◆ Passage provided
···

//CHAPTER 5 ILLUSRTATION 4 PAGE NO 162
//TITLE:Inertia Force Analysis in Machines
clc
clear
pi=3.141
D=.10//            Diameter of petrol engine in m
L=.12//            Stroke length in m
l=.25//            length of connecting in m
r=L/2
mR=1.2//          mass of piston in kg
N=1800//           speed in rpm
teeta=25//             angle of inclination of crank in degrees
p=680*10^3//       gas pressure in N/m^2
n=l/r
g=9.81//           acceleration due to gravity
//=======================================
w=2*pi*N/60//                    angular speed in rpm
Fl=pi/4*D^2*p//          force due to gas pressure in N
Fi=mR*w^2*r*(cosd(teeta)+cosd(2*teeta)/(n))//   inertia force due to reciprocating parts in N
Fp=Fl-Fi+mR*g//            net force on piston in N
Fq=n*Fp/((n^2-(sind(teeta))^2)^.5)//      resultant load on gudgeon pin in N
Fn=Fp*sind(teeta)/((n^2-(sind(teeta))^2)^.5)//   thrust on cylinder walls in N
fi=Fl+mR*g//         inertia force of the reciprocating parts before the gudgeon pin load is reversed in N
w1=(fi/mR/r/(cosd(teeta)+cosd(2*teeta)/(n)))^.5
N1=60*w1/(2*pi)
printf('Net force on piston = %.3f N\n Resultant load on gudgeon pin = %.3f N\n Thrust on cylinder walls = %.3f N\n speed at which other things remining same,the gudgeon pin load would be reversed in directionm= %.3f rpm',Fp,Fq,Fn,N1)

···

[Position identification records]
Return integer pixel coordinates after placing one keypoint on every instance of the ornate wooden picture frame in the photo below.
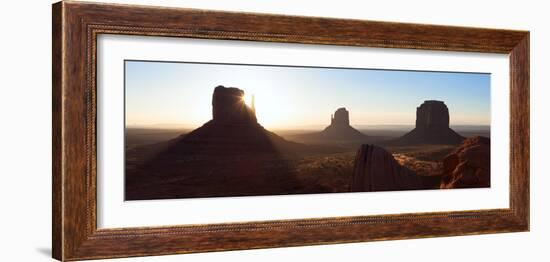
(76, 26)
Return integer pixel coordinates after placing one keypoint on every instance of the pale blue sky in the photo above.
(292, 97)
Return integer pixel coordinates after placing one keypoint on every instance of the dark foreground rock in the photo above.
(469, 165)
(375, 169)
(432, 126)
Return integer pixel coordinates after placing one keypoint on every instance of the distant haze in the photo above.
(178, 95)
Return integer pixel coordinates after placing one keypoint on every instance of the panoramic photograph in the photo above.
(197, 130)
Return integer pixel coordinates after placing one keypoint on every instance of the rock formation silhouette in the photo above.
(432, 126)
(230, 155)
(233, 129)
(375, 169)
(340, 128)
(469, 165)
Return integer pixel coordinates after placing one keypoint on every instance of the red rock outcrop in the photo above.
(375, 169)
(432, 126)
(469, 165)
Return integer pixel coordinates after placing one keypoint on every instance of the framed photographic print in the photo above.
(182, 130)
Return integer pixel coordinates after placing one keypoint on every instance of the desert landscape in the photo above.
(234, 155)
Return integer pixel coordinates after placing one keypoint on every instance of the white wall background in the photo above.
(25, 147)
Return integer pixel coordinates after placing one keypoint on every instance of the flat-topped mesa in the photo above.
(432, 114)
(228, 106)
(432, 126)
(340, 117)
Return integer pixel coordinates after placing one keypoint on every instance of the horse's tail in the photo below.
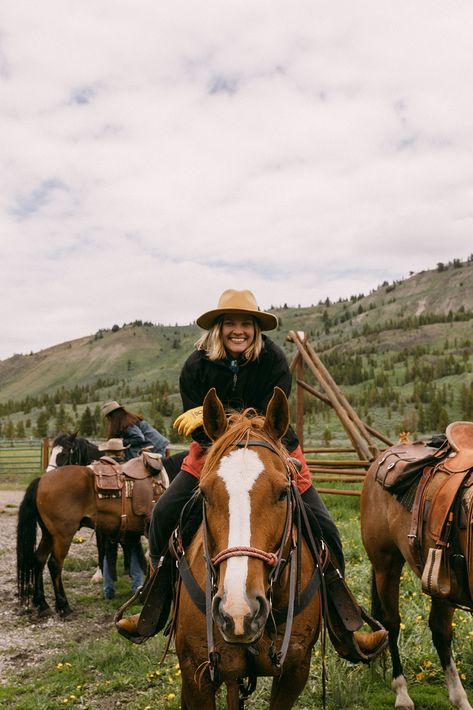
(26, 541)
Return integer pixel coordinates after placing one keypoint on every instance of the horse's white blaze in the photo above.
(456, 692)
(403, 700)
(239, 471)
(52, 459)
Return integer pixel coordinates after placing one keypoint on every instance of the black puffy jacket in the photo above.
(252, 386)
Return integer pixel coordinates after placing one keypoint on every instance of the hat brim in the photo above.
(266, 320)
(105, 448)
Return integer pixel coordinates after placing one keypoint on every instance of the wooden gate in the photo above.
(23, 456)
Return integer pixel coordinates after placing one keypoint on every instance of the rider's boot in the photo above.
(156, 596)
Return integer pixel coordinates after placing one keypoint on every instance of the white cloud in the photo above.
(155, 154)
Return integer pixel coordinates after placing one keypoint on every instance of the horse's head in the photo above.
(245, 485)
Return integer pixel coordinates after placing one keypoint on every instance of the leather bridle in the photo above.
(274, 560)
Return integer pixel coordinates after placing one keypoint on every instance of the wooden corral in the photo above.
(361, 435)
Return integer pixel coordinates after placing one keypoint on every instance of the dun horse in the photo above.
(62, 501)
(248, 557)
(387, 526)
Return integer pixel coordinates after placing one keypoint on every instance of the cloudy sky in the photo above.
(155, 153)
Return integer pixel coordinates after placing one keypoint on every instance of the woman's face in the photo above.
(238, 333)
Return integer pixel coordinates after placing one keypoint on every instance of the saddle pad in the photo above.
(401, 465)
(460, 437)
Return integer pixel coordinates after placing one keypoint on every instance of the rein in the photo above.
(274, 560)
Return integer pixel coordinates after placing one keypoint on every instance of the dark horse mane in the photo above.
(75, 449)
(241, 427)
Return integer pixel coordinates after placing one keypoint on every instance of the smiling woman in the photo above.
(244, 368)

···

◆ Exercise
From the inertia force script above, extract the part from "printf('Net force on" to "directionm= %.3f rpm',Fp,Fq,Fn,N1)".

◆ Written solution
printf('Net force on piston = %.3f N\n Resultant load on gudgeon pin = %.3f N\n Thrust on cylinder walls = %.3f N\n speed at which other things remining same,the gudgeon pin load would be reversed in directionm= %.3f rpm',Fp,Fq,Fn,N1)